====== BEREITGESTELLTE EINTRÄGE ======

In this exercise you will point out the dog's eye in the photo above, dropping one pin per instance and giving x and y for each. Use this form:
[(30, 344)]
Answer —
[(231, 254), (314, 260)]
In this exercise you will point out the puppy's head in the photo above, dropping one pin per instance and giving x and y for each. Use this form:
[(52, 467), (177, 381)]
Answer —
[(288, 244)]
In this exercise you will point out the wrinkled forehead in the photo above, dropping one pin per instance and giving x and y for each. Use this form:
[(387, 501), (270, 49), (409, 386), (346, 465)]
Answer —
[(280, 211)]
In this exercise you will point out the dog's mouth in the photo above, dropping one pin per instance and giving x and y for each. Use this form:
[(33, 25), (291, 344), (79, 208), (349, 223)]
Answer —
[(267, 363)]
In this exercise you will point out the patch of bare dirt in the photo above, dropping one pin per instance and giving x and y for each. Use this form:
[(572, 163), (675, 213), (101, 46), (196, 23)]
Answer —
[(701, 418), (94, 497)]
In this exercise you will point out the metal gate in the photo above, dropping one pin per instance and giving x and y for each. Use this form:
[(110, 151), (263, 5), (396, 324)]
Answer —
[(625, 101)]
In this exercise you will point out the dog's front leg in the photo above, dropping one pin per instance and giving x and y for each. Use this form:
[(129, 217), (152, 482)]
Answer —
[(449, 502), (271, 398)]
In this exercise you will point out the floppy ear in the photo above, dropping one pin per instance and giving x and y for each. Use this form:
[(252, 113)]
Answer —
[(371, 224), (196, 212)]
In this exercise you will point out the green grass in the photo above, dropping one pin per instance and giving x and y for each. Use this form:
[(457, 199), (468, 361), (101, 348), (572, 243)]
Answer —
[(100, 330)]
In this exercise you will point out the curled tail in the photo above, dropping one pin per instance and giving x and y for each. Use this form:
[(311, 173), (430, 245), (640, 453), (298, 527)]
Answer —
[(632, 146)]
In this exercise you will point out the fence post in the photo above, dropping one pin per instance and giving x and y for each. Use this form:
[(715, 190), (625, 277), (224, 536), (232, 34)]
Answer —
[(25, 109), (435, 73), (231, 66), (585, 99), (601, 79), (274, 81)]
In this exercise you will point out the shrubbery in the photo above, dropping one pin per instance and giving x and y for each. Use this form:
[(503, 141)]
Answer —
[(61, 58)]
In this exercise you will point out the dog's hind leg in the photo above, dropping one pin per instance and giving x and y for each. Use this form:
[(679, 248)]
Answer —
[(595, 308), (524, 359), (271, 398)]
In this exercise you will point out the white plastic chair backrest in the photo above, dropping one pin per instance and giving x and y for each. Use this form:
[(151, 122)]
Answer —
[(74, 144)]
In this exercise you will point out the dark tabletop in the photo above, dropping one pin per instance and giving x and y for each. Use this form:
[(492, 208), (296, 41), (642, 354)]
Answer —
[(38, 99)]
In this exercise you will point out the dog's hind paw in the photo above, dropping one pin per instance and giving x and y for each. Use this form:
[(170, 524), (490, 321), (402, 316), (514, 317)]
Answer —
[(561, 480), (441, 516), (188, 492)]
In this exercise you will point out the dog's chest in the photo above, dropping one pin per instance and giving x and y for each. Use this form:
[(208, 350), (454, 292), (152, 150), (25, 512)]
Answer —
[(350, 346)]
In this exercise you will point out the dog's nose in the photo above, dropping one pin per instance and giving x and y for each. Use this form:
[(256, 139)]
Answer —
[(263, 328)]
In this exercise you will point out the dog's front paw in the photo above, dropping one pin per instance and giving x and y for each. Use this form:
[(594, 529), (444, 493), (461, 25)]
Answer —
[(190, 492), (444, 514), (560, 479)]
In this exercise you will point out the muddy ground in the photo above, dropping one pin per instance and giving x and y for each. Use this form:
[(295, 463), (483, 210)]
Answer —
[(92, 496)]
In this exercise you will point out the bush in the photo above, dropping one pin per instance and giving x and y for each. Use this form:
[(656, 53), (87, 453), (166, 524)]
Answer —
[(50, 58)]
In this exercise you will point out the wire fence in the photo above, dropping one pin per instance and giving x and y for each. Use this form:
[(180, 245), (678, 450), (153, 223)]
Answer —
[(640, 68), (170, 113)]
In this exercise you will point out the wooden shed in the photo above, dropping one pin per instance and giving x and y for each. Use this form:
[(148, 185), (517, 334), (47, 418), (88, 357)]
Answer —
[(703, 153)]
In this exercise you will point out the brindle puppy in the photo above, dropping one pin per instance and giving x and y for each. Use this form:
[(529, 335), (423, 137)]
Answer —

======

§ AUFGABENBESCHREIBUNG
Geben Sie alle Einträge oben als nummerierte Liste aus und lassen Sie Leerzeilen weg.

§ ERGEBNIS DER AUFGABE
1. In this exercise you will point out the dog's eye in the photo above, dropping one pin per instance and giving x and y for each. Use this form:
2. [(30, 344)]
3. Answer —
4. [(231, 254), (314, 260)]
5. In this exercise you will point out the puppy's head in the photo above, dropping one pin per instance and giving x and y for each. Use this form:
6. [(52, 467), (177, 381)]
7. Answer —
8. [(288, 244)]
9. In this exercise you will point out the wrinkled forehead in the photo above, dropping one pin per instance and giving x and y for each. Use this form:
10. [(387, 501), (270, 49), (409, 386), (346, 465)]
11. Answer —
12. [(280, 211)]
13. In this exercise you will point out the dog's mouth in the photo above, dropping one pin per instance and giving x and y for each. Use this form:
14. [(33, 25), (291, 344), (79, 208), (349, 223)]
15. Answer —
16. [(267, 363)]
17. In this exercise you will point out the patch of bare dirt in the photo above, dropping one pin per instance and giving x and y for each. Use this form:
18. [(572, 163), (675, 213), (101, 46), (196, 23)]
19. Answer —
20. [(701, 418), (94, 497)]
21. In this exercise you will point out the metal gate in the photo above, dropping one pin per instance and giving x and y for each. Use this form:
22. [(110, 151), (263, 5), (396, 324)]
23. Answer —
24. [(625, 101)]
25. In this exercise you will point out the dog's front leg in the photo above, dropping one pin per instance and giving x and y for each. Use this form:
26. [(129, 217), (152, 482)]
27. Answer —
28. [(449, 502), (271, 398)]
29. In this exercise you will point out the floppy ear in the photo above, dropping one pin per instance and giving x and y for each. Use this form:
30. [(252, 113)]
31. Answer —
32. [(371, 224), (196, 212)]
33. In this exercise you will point out the green grass in the photo above, dropping one pin per instance and giving x and y for each. Use this form:
34. [(457, 199), (468, 361), (101, 348), (572, 243)]
35. Answer —
36. [(100, 330)]
37. In this exercise you will point out the curled tail in the photo above, dropping one pin per instance and giving x and y for each. Use this form:
38. [(311, 173), (430, 245), (640, 453), (298, 527)]
39. Answer —
40. [(632, 146)]
41. In this exercise you will point out the fence post in the photo above, dropping one pin per instance and giving x and y for each. Use this form:
42. [(715, 190), (625, 277), (224, 536), (232, 34)]
43. Answer —
44. [(25, 109), (435, 73), (231, 66), (585, 99), (601, 79), (274, 81)]
45. In this exercise you will point out the shrubbery in the photo above, dropping one pin per instance and giving x and y for each. Use this form:
46. [(503, 141)]
47. Answer —
48. [(61, 58)]
49. In this exercise you will point out the dog's hind leg in the photo above, dropping one pin per instance and giving x and y for each. Use this form:
50. [(679, 248)]
51. Answer —
52. [(595, 308), (524, 359), (271, 398)]
53. In this exercise you will point out the white plastic chair backrest in the photo above, dropping one pin per instance and giving x and y for each. Use this form:
54. [(151, 122)]
55. Answer —
56. [(74, 144)]
57. In this exercise you will point out the dark tabletop in the photo above, dropping one pin per instance and giving x and y for each. Use this form:
58. [(492, 208), (296, 41), (642, 354)]
59. Answer —
60. [(38, 99)]
61. In this exercise you will point out the dog's hind paw in the photo above, dropping one pin per instance and giving x and y for each. Use this form:
62. [(170, 524), (490, 321), (402, 316), (514, 317)]
63. Answer —
64. [(561, 480), (441, 516), (188, 492)]
65. In this exercise you will point out the dog's chest in the photo above, dropping one pin per instance and giving x and y for each. Use this form:
66. [(208, 350), (454, 292), (152, 150), (25, 512)]
67. Answer —
68. [(350, 346)]
69. In this exercise you will point out the dog's nose in the photo above, dropping one pin per instance and giving x and y for each. Use this form:
70. [(256, 139)]
71. Answer —
72. [(263, 328)]
73. In this exercise you will point out the dog's front paw in the photo above, dropping one pin per instance and giving x and y for each. Use this form:
74. [(594, 529), (444, 493), (461, 25)]
75. Answer —
76. [(190, 492), (444, 514), (560, 479)]
77. In this exercise you will point out the muddy ground in the photo above, dropping one pin per instance and giving x and y for each. Use this form:
78. [(295, 463), (483, 210)]
79. Answer —
80. [(92, 496)]
81. In this exercise you will point out the bush in the photo above, dropping one pin per instance and giving x and y for each. Use this form:
82. [(656, 53), (87, 453), (166, 524)]
83. Answer —
84. [(50, 58)]
85. In this exercise you will point out the wire fence in the photo above, dropping one pin per instance and giving x and y for each. Use this form:
86. [(180, 245), (678, 450), (153, 223)]
87. Answer —
88. [(640, 68), (170, 113)]
89. In this exercise you will point out the wooden shed in the photo above, dropping one pin per instance and giving x and y for each. Use this form:
90. [(148, 185), (517, 334), (47, 418), (88, 357)]
91. Answer —
92. [(703, 153)]
93. In this exercise you will point out the brindle puppy in the photo above, dropping one pin per instance and giving x and y for each. Use this form:
94. [(529, 335), (423, 137)]
95. Answer —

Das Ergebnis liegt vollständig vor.